Coordinate labeling data:
==================================================

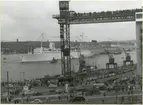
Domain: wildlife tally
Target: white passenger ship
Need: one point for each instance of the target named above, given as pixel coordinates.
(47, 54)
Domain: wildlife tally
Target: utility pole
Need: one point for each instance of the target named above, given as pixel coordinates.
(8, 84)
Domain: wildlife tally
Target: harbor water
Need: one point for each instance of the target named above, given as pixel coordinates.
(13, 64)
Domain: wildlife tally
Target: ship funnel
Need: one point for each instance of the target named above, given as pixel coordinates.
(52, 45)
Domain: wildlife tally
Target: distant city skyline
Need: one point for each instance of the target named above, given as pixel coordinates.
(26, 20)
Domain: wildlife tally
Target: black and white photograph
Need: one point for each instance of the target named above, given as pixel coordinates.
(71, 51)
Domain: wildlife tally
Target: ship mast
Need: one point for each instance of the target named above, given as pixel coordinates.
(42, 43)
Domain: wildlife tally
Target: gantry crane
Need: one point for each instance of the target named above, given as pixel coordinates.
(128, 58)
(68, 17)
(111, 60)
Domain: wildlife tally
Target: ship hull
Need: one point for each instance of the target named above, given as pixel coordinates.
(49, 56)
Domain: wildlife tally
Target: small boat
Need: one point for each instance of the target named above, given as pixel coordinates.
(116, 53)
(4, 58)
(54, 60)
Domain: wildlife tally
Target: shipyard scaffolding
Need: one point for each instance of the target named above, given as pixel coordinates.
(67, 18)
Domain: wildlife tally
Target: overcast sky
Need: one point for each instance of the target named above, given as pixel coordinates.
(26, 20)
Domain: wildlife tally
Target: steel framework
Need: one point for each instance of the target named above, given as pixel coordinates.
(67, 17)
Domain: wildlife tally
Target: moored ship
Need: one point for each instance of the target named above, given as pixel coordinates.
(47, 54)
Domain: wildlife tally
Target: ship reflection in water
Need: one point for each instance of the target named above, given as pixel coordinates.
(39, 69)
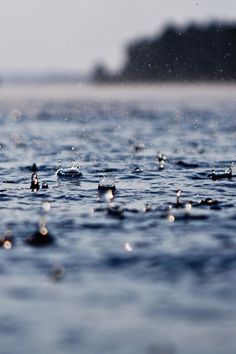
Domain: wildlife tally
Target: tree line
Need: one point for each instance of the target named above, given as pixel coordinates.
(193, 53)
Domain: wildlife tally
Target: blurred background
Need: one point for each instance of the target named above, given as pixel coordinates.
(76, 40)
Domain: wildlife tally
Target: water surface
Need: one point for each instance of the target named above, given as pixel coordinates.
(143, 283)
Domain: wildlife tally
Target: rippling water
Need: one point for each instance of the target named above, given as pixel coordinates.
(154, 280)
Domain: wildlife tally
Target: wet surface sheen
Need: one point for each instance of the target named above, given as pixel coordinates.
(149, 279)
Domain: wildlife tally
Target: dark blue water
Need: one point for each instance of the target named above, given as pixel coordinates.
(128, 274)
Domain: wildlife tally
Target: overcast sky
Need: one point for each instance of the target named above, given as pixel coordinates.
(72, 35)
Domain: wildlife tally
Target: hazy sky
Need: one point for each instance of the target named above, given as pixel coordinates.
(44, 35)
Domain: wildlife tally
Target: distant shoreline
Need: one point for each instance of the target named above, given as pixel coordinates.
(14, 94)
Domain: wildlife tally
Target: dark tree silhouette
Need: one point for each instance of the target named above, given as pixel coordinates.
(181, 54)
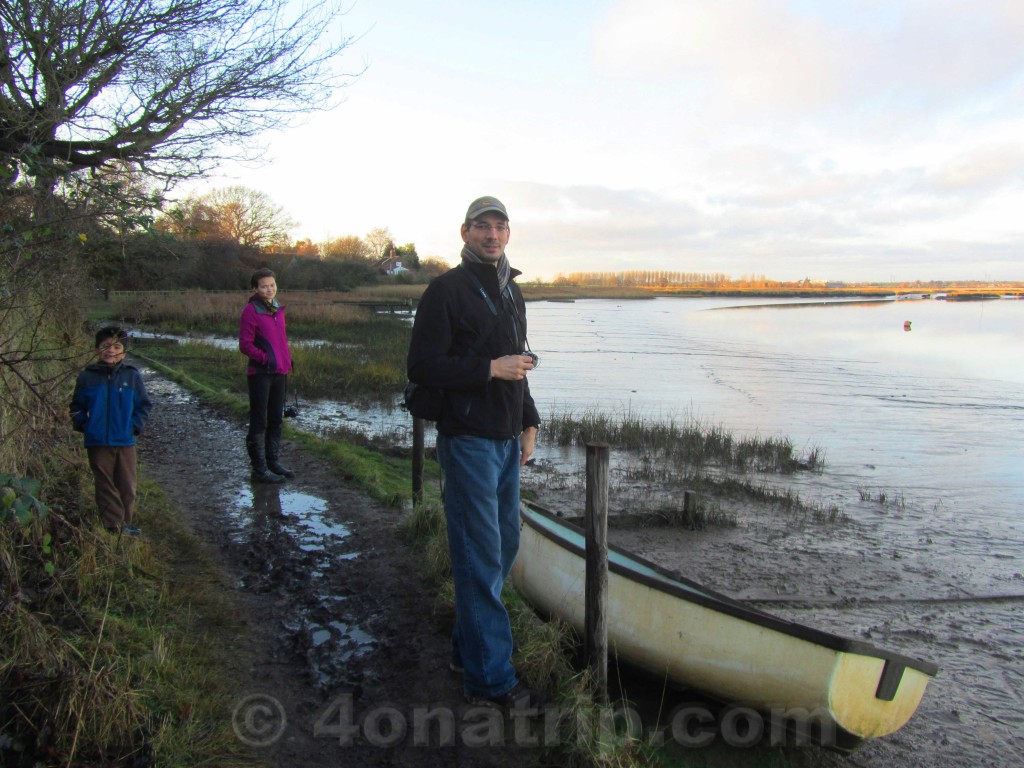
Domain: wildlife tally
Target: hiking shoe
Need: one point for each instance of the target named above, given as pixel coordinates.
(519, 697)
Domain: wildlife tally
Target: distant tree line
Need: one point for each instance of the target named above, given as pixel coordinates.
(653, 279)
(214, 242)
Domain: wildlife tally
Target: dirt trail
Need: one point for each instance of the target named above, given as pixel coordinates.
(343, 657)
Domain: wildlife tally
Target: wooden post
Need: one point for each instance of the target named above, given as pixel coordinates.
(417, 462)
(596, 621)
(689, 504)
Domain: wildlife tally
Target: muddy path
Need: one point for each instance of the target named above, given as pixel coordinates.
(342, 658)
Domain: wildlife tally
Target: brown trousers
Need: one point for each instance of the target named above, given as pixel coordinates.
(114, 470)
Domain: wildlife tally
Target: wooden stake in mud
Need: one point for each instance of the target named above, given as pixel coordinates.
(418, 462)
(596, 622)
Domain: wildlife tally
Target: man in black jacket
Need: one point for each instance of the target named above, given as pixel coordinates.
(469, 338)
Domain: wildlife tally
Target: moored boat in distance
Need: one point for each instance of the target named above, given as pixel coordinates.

==================================================

DIRECTIONS FOR THIS TASK: Extract every line of the rows above that contains the string "boat", and copy each one in full.

TASK RESPONSE:
Target: small boat
Target: moored boat in distance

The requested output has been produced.